§ INSTRUCTIONS TO FOLLOW
Every line from the line containing "[[135, 201], [485, 141], [335, 366]]" through the final line of the data is to be printed exactly; no other line is to appear.
[Opening SOURCE MATERIAL section]
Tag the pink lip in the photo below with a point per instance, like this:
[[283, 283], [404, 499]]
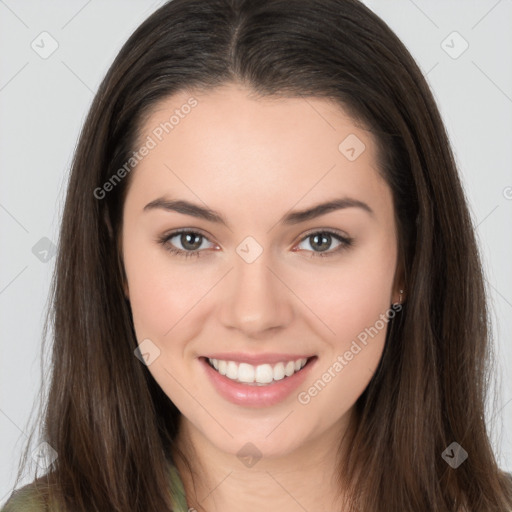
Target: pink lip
[[256, 359], [253, 395]]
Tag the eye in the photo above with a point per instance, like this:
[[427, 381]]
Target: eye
[[321, 241], [191, 241]]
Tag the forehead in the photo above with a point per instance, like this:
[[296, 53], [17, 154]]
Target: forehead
[[228, 144]]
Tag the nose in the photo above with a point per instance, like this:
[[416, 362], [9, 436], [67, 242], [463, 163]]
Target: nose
[[255, 301]]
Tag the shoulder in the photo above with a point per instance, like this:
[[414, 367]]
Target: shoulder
[[28, 499]]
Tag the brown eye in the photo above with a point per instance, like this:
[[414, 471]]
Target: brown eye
[[322, 241]]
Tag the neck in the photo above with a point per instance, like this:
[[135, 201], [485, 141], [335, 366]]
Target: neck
[[305, 479]]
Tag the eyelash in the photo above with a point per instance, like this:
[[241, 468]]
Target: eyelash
[[346, 242]]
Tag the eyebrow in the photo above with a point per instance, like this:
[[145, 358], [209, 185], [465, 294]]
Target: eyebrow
[[296, 217]]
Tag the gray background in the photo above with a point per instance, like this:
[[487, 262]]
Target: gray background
[[43, 102]]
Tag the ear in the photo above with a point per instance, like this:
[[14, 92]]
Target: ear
[[399, 288], [120, 264]]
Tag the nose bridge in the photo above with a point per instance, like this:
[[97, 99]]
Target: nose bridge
[[256, 300]]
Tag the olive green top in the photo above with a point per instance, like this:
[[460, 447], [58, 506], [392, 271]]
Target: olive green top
[[27, 500]]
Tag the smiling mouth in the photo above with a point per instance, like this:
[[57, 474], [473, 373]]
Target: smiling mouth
[[258, 375]]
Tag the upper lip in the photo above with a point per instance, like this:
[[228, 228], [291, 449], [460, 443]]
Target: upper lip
[[256, 359]]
[Closing SOURCE MATERIAL section]
§ WRITTEN ANSWER
[[135, 201], [485, 141], [335, 366]]
Target: neck
[[305, 479]]
Tag the eyelash in the photo above with a point per instance, like this:
[[241, 468]]
Target: eyelash
[[346, 242]]
Tag the eyebrow in the photo above with a point per instance, like this:
[[145, 358], [209, 185], [465, 294]]
Target: eyebrow
[[296, 217]]
Tag the gray background in the photo above with a point per instance, like this:
[[487, 262]]
Target: gray background
[[43, 102]]
Tag the ear in the photo above with a point per instance, like this:
[[14, 92]]
Target: ear
[[399, 288], [120, 264]]
Tag the nose bridge in the photo above with a point per instance, like this:
[[97, 99]]
Target: nose bridge
[[256, 300]]
Tag the olive green top in the photo above with a point per instance, like this:
[[460, 447], [58, 506], [392, 271]]
Target: olive green top
[[27, 500]]
Tag the smiling mouth in the photo above with a point per instance, like this:
[[57, 474], [473, 373]]
Target: smiling mouth
[[258, 375]]
Tag the upper lip in the photo above with a point per instance, like this:
[[228, 228], [291, 449], [460, 443]]
Target: upper lip
[[256, 359]]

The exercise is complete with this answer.